From the line with "the window, farthest" up to and including the line with "Query: window", rewrite the rows, substituting "skylight" for every "window" and leaving everything else unchanged.

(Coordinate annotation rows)
- - - - -
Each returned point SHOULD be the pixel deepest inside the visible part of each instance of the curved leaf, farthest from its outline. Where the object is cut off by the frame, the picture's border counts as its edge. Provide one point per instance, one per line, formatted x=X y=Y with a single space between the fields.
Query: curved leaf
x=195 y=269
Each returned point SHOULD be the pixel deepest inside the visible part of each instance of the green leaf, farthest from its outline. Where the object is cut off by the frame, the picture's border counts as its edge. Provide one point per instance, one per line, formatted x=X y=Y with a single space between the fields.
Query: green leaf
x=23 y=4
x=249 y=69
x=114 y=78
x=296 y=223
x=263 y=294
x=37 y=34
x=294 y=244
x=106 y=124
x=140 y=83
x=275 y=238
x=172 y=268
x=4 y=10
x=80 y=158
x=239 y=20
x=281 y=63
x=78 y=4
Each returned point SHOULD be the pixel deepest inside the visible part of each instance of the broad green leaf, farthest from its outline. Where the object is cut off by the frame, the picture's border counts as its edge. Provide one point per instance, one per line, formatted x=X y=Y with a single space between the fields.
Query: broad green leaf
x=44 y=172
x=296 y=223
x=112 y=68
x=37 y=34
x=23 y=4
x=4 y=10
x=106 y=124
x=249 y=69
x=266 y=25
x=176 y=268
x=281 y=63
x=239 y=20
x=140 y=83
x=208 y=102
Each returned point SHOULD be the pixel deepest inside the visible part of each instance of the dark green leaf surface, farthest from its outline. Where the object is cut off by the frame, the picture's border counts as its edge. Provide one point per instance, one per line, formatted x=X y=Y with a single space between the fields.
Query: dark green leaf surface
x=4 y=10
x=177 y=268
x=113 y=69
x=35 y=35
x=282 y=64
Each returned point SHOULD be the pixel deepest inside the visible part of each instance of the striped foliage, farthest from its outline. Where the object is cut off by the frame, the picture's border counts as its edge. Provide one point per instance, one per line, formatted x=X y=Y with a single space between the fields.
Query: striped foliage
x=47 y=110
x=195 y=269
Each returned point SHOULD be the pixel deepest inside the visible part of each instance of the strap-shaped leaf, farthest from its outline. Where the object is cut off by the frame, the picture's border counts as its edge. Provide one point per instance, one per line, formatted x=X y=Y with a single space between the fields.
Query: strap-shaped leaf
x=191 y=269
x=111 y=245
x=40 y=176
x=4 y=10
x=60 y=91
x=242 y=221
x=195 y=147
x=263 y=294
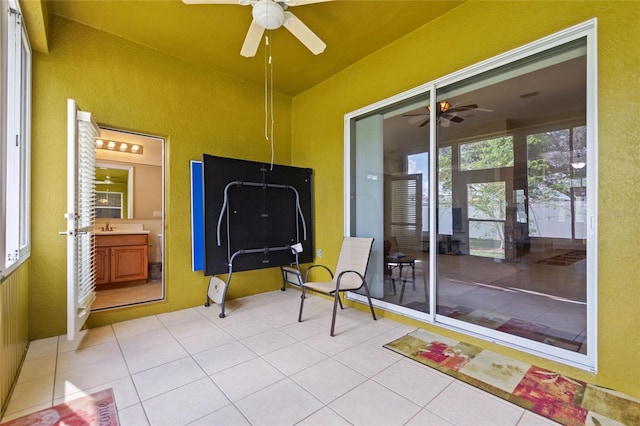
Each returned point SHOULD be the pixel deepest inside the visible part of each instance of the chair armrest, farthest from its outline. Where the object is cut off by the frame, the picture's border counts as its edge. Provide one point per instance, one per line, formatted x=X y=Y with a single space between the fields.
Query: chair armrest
x=306 y=275
x=348 y=272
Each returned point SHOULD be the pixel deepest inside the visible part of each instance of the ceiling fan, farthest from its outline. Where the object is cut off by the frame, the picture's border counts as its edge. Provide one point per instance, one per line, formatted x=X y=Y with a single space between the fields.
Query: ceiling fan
x=106 y=181
x=445 y=114
x=271 y=15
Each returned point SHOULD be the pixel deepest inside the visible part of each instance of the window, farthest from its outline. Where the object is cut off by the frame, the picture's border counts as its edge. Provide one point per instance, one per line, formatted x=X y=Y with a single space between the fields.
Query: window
x=16 y=139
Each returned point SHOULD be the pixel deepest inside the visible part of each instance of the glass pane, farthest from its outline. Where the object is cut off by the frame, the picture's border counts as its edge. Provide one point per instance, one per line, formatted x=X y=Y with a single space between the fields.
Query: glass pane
x=487 y=154
x=390 y=197
x=512 y=200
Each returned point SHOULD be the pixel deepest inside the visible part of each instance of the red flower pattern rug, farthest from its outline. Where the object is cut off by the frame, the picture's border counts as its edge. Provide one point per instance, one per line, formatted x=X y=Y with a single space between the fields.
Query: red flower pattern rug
x=562 y=399
x=97 y=409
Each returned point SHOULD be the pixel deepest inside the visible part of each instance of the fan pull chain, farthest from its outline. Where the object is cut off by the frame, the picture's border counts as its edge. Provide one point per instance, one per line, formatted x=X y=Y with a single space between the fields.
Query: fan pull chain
x=268 y=95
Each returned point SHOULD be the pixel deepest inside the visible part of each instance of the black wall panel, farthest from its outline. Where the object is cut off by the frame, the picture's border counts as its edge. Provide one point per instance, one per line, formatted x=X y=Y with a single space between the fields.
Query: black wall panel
x=255 y=207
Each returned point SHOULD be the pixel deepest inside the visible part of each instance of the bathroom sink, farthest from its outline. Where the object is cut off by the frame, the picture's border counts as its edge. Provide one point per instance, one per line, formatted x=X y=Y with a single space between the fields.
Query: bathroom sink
x=119 y=231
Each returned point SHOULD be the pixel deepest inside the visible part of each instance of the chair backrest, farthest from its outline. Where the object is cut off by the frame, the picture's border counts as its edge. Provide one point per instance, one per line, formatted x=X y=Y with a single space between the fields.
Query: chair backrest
x=354 y=256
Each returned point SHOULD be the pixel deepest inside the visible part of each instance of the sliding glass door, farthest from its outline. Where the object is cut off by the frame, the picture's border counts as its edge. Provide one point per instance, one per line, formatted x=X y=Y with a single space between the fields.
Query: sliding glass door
x=479 y=189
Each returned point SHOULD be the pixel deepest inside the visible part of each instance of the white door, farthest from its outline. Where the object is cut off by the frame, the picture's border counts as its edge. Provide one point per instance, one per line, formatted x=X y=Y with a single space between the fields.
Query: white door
x=80 y=215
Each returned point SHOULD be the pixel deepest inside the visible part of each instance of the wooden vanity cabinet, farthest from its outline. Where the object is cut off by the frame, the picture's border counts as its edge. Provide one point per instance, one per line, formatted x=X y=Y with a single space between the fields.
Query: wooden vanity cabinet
x=122 y=258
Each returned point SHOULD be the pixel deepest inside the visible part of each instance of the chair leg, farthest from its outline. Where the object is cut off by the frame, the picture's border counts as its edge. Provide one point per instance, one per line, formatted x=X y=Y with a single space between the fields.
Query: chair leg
x=366 y=290
x=336 y=300
x=302 y=297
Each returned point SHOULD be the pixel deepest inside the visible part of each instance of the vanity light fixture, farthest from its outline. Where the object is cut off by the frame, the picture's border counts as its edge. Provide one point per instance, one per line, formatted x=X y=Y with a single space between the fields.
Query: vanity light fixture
x=119 y=146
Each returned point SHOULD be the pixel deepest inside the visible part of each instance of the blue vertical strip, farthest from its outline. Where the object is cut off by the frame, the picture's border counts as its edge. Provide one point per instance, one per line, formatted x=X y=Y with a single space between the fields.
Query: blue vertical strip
x=197 y=216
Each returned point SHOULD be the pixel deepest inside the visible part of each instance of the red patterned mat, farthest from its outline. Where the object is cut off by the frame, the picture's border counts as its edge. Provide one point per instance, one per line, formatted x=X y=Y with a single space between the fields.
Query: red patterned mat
x=565 y=259
x=560 y=398
x=95 y=409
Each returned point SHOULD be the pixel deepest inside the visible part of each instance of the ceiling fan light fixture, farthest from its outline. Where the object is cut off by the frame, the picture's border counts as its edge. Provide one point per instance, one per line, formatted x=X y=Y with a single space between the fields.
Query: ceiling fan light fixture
x=268 y=14
x=443 y=106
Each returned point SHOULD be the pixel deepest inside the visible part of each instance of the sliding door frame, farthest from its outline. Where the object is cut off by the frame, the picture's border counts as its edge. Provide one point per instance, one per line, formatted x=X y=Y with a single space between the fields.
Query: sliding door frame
x=586 y=30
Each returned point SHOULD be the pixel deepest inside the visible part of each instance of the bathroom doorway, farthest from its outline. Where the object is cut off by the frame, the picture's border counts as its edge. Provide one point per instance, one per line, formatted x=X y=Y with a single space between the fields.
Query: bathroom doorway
x=129 y=225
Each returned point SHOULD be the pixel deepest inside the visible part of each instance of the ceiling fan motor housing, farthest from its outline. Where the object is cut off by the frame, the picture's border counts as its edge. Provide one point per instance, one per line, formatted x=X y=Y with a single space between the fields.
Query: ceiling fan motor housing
x=268 y=14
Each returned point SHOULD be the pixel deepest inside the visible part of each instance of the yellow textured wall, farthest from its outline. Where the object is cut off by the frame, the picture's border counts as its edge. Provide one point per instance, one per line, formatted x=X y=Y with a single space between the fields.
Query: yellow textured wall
x=129 y=86
x=473 y=32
- - - - -
*Problem solution:*
Each returned point SHOULD be the pixel deepest inside the visible part of each instance of the skylight, farthest from its outline. Where the object is cut off by the frame, the picture's border counts as its edge. Provide one point per instance, one per line, formatted x=X y=Y with a single space between the fields.
Query: skylight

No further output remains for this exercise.